◆ **Exercise details**
Beneath this task are records; print exactly the stretch of them from the line with "box: [393, 547, 443, 575]" through the line with "positive clicks: (362, 358)", both ends included.

◆ **Stored dataset items**
--------------------------------------------------

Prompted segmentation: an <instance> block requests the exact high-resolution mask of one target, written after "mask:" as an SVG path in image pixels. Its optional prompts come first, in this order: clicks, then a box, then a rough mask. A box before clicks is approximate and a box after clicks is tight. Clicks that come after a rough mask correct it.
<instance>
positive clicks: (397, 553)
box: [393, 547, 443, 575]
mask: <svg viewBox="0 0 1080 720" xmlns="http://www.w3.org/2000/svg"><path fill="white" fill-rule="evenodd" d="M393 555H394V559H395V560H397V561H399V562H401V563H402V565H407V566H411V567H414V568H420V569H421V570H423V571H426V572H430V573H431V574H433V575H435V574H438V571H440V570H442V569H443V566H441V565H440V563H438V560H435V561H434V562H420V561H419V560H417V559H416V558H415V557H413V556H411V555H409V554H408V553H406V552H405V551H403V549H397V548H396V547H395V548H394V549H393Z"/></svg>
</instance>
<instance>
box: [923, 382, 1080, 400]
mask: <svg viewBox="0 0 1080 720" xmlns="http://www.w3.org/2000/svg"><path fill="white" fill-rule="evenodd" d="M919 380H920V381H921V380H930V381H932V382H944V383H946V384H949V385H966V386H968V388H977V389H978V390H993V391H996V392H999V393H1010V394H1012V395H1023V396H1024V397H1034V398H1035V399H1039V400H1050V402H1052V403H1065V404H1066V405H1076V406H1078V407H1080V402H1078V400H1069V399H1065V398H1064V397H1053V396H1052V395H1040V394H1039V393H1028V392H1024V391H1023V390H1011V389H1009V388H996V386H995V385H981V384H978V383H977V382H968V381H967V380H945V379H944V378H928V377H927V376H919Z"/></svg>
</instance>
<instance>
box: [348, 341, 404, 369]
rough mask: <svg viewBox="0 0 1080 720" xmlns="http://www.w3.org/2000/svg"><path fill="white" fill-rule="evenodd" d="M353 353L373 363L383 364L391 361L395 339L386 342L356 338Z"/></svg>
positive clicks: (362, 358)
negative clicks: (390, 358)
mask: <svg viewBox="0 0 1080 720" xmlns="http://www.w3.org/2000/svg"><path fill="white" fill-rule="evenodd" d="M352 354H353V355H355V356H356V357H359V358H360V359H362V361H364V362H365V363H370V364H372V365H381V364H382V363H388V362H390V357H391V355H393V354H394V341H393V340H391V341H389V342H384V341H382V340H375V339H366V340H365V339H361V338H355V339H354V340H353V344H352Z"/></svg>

--------------------------------------------------

◆ **Response to the exercise**
box: [393, 547, 443, 575]
mask: <svg viewBox="0 0 1080 720" xmlns="http://www.w3.org/2000/svg"><path fill="white" fill-rule="evenodd" d="M393 555H394V559H395V560H397V561H399V562H401V563H402V565H407V566H411V567H414V568H420V569H421V570H423V571H426V572H430V573H431V574H433V575H435V574H438V571H440V570H442V569H443V566H441V565H440V563H438V560H435V561H434V562H420V561H419V560H417V559H416V558H415V557H413V556H411V555H409V554H408V553H406V552H405V551H403V549H397V548H396V547H395V548H394V549H393Z"/></svg>
</instance>
<instance>
box: [923, 382, 1080, 400]
mask: <svg viewBox="0 0 1080 720" xmlns="http://www.w3.org/2000/svg"><path fill="white" fill-rule="evenodd" d="M919 380H920V381H921V380H930V381H932V382H944V383H946V384H949V385H966V386H968V388H977V389H978V390H993V391H996V392H999V393H1010V394H1012V395H1023V396H1024V397H1034V398H1035V399H1039V400H1050V402H1052V403H1065V404H1066V405H1076V406H1078V407H1080V402H1078V400H1069V399H1065V398H1064V397H1053V396H1052V395H1040V394H1039V393H1028V392H1024V391H1023V390H1011V389H1009V388H996V386H995V385H981V384H978V383H977V382H968V381H967V380H945V379H944V378H928V377H927V376H919Z"/></svg>
</instance>
<instance>
box: [348, 341, 404, 369]
rough mask: <svg viewBox="0 0 1080 720" xmlns="http://www.w3.org/2000/svg"><path fill="white" fill-rule="evenodd" d="M353 353L373 363L383 364L391 361L395 339L386 342L356 338Z"/></svg>
positive clicks: (362, 358)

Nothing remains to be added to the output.